Back to Community
Labeling pairs within the Pipeline: stocks belonging to more than one pair

I am trying to implement a strategy which involves finding stocks belonging to a certain group (for example stock pairs) given certain criteria (for example if 2 stocks are cointegrated they form a pair).
The computation is quite heavy because it has to compare many stocks (let's say around 2000).
I have no problem to implement it in a custom function. Indeed I tried to do this computation in a custom function but it times out (I think the functions cannot spend more than 50 s in their execution).
I then found out that Pipeline() can be used to execute heavy computations up to 10 minutes.

That is great, but I cannot find any way to implement the strategy within the Pipeline.
The Pipeline works in a way that each stock is labeled with a factor (for example a CustomFactor).
I was thinking that I might label each stock with an ID number, which refers to the pair it belongs to.
For example: if I label (StockA: 1, StockB: 30, StockC: 24, StockD: 30 ...) it means that (StockB, StockD) form a pair.
However it could happen that the same stock belongs to more than one pair. In this case I would need to add more labels for each stock, which I cannot do (a factor can only take a numerical value, not a list of values)...
For example: (StockA: 1, StockB: [30, 1], StockC: 24, StockD: 30 ...) means that StockB is in 2 different pairs: (StockB, StockD) and (StockA, StockB).

I really don't know how to get around this.

Thanks

Alex

4 responses

In less words:
How do I create a pipeline of stock pairs instead of single stocks?

Hello,

Please find what i'm using when I have to find pairs (its only a part of the code that permits to get clusters, you just have to refine a bit after this step to get cointegrated pairs by applying ad-fuller test on each pairs inside of clusters for example)

PCA_COMPONENTS = 30  
EPS = 1.5  
MIN_SAMPLES = 2.  
CLSTR_SIZE_MIN = 5  
CLSTR_SIZE_LIMIT = 9999  
LOOKBACK_PERIOD = 250  
COMPUTE_PERIOD = 50


def initialize(context):  
    """  
    Called once at the start of the algorithm.  
    """  
    set_benchmark(symbol('SPY'))

■ **EXERCISE 1**
Rewrite the listing below in full, shifting every coordinate in its answer points up by 126.

■ **DATA FOR THE TASK**
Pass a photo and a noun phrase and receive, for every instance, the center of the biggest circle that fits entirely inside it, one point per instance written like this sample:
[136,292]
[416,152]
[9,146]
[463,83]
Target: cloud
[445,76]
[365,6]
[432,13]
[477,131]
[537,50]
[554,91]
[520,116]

■ **EXERCISE 2**
Repeat the passage of the forum thread between "I am trying" and "form a pair).", inclusive.

■ **TASK SOLUTION 1**
Pass a photo and a noun phrase and receive, for every instance, the center of the biggest circle that fits entirely inside it, one point per instance written like this sample:
[136,292]
[416,152]
[9,146]
[463,83]
Target: cloud
[571,202]
[491,132]
[558,139]
[603,257]
[663,176]
[680,217]
[646,242]

■ **TASK SOLUTION 2**
I am trying to implement a strategy which involves finding stocks belonging to a certain group (for example stock pairs) given certain criteria (for example if 2 stocks are cointegrated they form a pair).